Quote the whole listing word for word. Do not include the pictures.

Saved entries

- - - - -

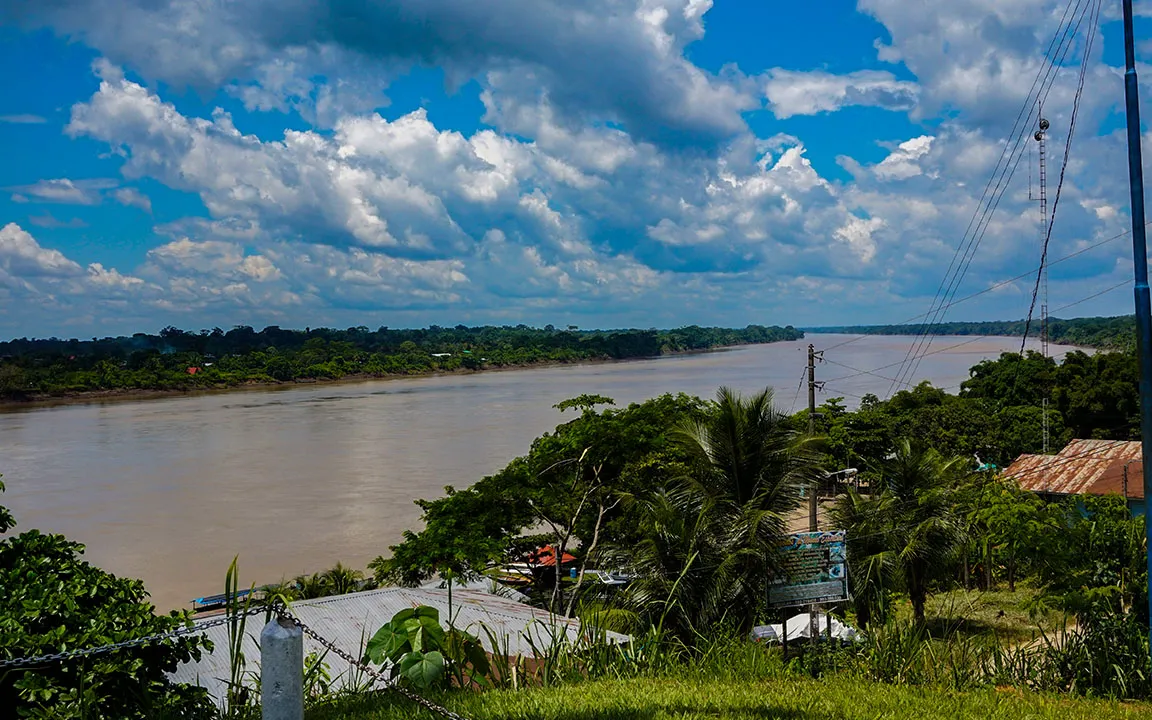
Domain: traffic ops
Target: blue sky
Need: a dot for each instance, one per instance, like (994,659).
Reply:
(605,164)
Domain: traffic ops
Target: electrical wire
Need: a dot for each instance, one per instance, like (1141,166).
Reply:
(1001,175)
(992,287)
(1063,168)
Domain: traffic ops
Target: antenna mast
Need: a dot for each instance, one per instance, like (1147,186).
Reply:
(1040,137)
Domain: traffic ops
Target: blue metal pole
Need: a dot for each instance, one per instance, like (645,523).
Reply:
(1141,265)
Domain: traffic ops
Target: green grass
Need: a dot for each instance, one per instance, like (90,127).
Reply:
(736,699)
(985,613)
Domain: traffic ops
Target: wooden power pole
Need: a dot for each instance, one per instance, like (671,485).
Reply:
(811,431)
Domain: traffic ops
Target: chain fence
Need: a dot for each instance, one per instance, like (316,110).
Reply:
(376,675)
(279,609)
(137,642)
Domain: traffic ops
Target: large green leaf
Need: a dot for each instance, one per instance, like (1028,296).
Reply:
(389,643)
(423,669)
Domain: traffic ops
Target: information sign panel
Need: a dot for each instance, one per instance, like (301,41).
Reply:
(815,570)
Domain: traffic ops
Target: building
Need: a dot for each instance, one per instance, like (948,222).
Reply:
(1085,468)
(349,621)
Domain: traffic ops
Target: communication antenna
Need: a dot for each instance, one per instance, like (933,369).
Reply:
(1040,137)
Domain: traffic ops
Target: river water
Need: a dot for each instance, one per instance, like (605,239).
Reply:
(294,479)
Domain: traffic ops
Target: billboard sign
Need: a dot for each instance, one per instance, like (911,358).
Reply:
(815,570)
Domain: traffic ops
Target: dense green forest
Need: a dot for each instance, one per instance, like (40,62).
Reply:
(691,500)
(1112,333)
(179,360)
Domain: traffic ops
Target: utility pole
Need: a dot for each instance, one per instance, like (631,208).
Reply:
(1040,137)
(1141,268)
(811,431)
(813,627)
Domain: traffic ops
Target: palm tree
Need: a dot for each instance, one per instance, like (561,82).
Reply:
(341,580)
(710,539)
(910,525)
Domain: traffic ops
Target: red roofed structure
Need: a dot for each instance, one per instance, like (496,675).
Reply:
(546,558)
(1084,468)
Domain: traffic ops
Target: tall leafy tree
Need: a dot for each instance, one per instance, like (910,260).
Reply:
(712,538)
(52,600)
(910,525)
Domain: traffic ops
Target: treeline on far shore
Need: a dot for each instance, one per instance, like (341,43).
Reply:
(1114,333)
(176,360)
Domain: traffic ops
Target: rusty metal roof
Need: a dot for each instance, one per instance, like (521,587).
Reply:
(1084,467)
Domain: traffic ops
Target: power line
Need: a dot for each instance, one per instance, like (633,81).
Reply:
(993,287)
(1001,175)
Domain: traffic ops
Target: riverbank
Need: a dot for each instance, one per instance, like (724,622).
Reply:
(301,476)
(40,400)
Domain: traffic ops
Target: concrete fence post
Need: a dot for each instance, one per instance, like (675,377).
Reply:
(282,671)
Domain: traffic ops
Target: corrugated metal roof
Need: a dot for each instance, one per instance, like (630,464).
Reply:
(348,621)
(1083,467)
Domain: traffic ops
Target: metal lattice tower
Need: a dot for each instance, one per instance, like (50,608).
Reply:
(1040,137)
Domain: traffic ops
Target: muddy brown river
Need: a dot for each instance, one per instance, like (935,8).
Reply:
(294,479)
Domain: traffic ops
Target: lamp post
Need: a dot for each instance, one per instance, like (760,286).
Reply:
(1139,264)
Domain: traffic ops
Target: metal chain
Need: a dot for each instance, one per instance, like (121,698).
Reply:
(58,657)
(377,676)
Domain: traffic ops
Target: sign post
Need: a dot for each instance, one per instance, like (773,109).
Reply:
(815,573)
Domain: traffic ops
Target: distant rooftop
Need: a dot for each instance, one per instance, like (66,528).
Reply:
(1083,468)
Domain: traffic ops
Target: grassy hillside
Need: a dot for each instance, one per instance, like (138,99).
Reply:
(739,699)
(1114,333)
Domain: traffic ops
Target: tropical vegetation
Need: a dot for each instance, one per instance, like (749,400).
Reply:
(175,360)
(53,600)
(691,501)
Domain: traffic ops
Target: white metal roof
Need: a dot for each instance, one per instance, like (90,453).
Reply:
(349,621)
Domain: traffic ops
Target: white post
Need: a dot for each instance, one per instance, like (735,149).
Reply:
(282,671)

- - - - -

The output.
Domain: traffic ops
Target: blue sky
Need: a dot for each instance, one per instance, like (994,659).
Reply:
(605,164)
Domain: traffic ops
Target: electrical wire
Need: a dot for each instance, one per instance, like (1141,166).
Reply:
(1001,175)
(992,287)
(1063,168)
Domain: traffic ops
Target: antenna mast
Need: a dot for each instance, one per instance, like (1147,186).
Reply:
(1040,137)
Domain: traffic ops
Target: blue metal pole
Need: a dot for each instance, one per instance, like (645,523).
Reply:
(1141,265)
Domain: traffic ops
Target: green grass
Need: a dot for each instance, one per instance, like (90,127).
Reply:
(736,699)
(985,613)
Domain: traffic ops
Target: wooden power pole
Need: a dot for each instance, one per instance, like (671,485).
Reply:
(811,431)
Domain: traffic ops
Target: chain fence
Need: a dot for each instance, one per instance, like (316,110).
Reply:
(376,675)
(279,609)
(137,642)
Domain: traffic ops
Target: large green leaf
Need: a dot for each instance, one per instance, like (1028,296).
Reply:
(389,643)
(423,669)
Domain: traffic ops
Target: information sign panel
Need: a dot for each instance, one per instance, like (301,41).
Reply:
(815,570)
Domain: traffic ops
Target: building
Need: a dot for each instance, one per instance, like (948,222).
Reply:
(1085,468)
(349,621)
Domain: traffic ops
Target: communication antenna
Need: a dot for each instance, one per instance, like (933,369).
Reply:
(1040,137)
Domain: traffic ops
Target: river water
Need: a dot for each instance, one per instance, like (605,239).
Reply:
(294,479)
Domain: traffic ops
Target: billboard sign
Need: a dot for each instance, one per instance, like (911,358).
Reply:
(815,570)
Domain: traffic ops
Target: dense green forest
Need: a dot for each instance, one per instance, like (40,62).
Reply:
(691,500)
(1112,333)
(179,360)
Domain: traffic ops
Target: utility pole
Need: a dot for each instance, one per instance, like (631,208).
Reply:
(1040,137)
(1141,268)
(811,431)
(813,627)
Domain: traffic ops
Target: palm tree
Need: a dot for each instance, one per instance, like (561,82).
Reply:
(341,580)
(710,539)
(910,525)
Domain: traffic ops
Target: red roofed structure
Need: a dot for each instance, one per instance, like (496,675).
Reply:
(546,558)
(1084,468)
Domain: traffic ops
Target: tall leafy tree
Need: a dot for each instance, one per instance, like (910,260).
Reply:
(712,538)
(52,600)
(910,525)
Domain: traffic ops
Target: treeline on far shore
Need: a dot for each instance, one per instance, like (341,43).
Reply:
(1114,333)
(176,360)
Domain: traffic ops
Target: rusty metal roof
Need: a dot for each instance, one per instance, like (521,587).
Reply:
(1084,467)
Domain: traffic ops
Target: power line
Need: a dot for each instance, one per instance, like (633,81).
Reply:
(993,287)
(1001,175)
Domain: traffic ops
Target: riverbank
Need: a dot for each instance, one per instance, like (724,622).
Reply:
(301,476)
(40,400)
Domain: traffic ops
Target: concrete fence post
Need: a dot for each instance, one per instance, like (675,377).
Reply:
(282,671)
Domain: traffic ops
Target: corrugated metal roof
Need: a dot for each instance, one per instance, like (630,464).
Reply:
(348,621)
(1083,467)
Domain: traffic ops
Target: metal lattice tower
Need: a dot for each instance, one per instance, like (50,608).
Reply:
(1040,137)
Domain: traffic ops
Target: muddy brown river
Need: a dot for each instance, one per instance, like (935,8).
Reply:
(294,479)
Domain: traffic ops
Target: lamp post
Need: a dot for each instance, one per instance, like (760,286).
Reply:
(1139,264)
Domain: traffic ops
Target: metal chain
Need: a dot for each instance, one per instance, like (121,698).
Reply:
(58,657)
(377,676)
Domain: traffic ops
Target: sign post
Need: a dot for each instance, one per instance, like (773,109).
Reply:
(815,573)
Domain: traffic ops
Target: distant rooftop
Need: a dot for each instance, one per instance, like (66,528).
Reply:
(1083,468)
Domain: traffic ops
Target: grassy hillside
Need: a dot for each instance, one per instance, like (138,99).
Reply:
(739,699)
(1114,333)
Domain: traffic ops
Target: tropical vegetation
Need: a dot for each instance, one per instance, like (749,400).
Reply:
(175,360)
(53,600)
(691,501)
Domain: traffic ops
Target: white metal roof
Need: a dot for each instance, one per instance, like (90,453).
Reply:
(349,621)
Domain: traffic ops
Target: white post
Need: a dot for each instance, one per instance, like (735,149).
Reply:
(282,671)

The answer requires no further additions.